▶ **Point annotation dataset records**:
▬▬▬
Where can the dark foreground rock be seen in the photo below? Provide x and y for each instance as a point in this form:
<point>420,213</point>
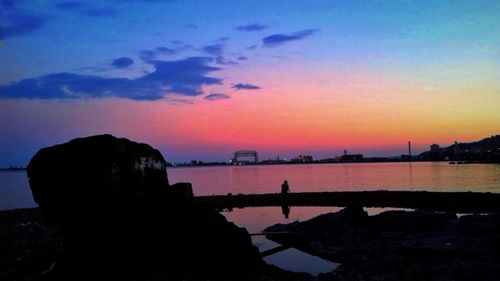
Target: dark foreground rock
<point>30,247</point>
<point>112,215</point>
<point>401,245</point>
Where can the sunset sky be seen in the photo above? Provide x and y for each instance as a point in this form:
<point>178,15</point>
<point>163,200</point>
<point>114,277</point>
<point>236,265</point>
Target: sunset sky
<point>201,79</point>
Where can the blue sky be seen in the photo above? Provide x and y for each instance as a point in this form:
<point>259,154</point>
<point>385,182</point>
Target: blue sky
<point>189,58</point>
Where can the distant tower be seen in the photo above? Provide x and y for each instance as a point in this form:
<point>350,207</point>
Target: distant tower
<point>409,150</point>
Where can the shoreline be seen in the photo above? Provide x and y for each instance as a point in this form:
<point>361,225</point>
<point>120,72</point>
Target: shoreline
<point>457,202</point>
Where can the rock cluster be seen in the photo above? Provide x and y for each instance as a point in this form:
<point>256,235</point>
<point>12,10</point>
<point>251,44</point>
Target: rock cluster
<point>401,245</point>
<point>120,218</point>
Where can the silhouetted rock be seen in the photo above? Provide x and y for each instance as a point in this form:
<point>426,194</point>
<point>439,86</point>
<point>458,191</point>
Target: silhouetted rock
<point>400,245</point>
<point>120,218</point>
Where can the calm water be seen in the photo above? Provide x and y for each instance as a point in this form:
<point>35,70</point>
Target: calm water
<point>430,176</point>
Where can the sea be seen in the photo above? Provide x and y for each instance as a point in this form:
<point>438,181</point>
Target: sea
<point>253,179</point>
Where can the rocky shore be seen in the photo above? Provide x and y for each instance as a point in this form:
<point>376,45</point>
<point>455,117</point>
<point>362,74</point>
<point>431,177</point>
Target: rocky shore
<point>457,202</point>
<point>107,212</point>
<point>400,245</point>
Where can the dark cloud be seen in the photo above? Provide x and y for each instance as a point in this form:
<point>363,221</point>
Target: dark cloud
<point>148,55</point>
<point>241,86</point>
<point>213,97</point>
<point>223,39</point>
<point>165,50</point>
<point>7,3</point>
<point>69,5</point>
<point>279,39</point>
<point>183,77</point>
<point>122,62</point>
<point>251,27</point>
<point>224,61</point>
<point>215,49</point>
<point>18,24</point>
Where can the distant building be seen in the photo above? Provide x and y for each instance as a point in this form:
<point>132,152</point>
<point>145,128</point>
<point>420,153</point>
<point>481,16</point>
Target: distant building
<point>435,148</point>
<point>456,148</point>
<point>303,159</point>
<point>351,158</point>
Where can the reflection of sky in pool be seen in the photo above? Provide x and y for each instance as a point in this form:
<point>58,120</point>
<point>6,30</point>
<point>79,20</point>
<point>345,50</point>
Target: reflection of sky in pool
<point>256,219</point>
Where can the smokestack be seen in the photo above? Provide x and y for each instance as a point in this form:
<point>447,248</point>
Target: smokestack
<point>409,150</point>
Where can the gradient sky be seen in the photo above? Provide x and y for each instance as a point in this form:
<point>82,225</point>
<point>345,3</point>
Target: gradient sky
<point>201,79</point>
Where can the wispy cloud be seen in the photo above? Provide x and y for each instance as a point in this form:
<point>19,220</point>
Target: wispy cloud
<point>251,27</point>
<point>69,5</point>
<point>242,86</point>
<point>214,96</point>
<point>122,62</point>
<point>86,9</point>
<point>20,23</point>
<point>148,55</point>
<point>215,49</point>
<point>182,77</point>
<point>280,39</point>
<point>100,12</point>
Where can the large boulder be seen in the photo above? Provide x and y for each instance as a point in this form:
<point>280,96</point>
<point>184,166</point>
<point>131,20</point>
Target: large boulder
<point>117,213</point>
<point>85,176</point>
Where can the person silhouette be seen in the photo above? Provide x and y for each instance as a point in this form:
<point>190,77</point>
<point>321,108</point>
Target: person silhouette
<point>285,209</point>
<point>285,188</point>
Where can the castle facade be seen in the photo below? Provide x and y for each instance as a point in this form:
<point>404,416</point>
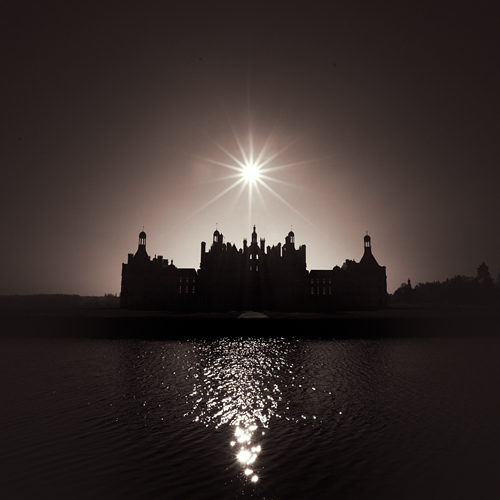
▬▬▬
▶ **Goal**: Rewrite only the lines running from the line containing "Where can the reflection" through the line containing "<point>256,219</point>", including the requests. Increase each coordinate in the answers by 43, and leave every other number as it stands.

▶ **Exercise solution**:
Where can the reflection of sky in pool be seen in the photo above? Provide x and y for each instance as a point in this form:
<point>58,120</point>
<point>6,30</point>
<point>79,20</point>
<point>345,50</point>
Target: reflection of sky in pool
<point>299,262</point>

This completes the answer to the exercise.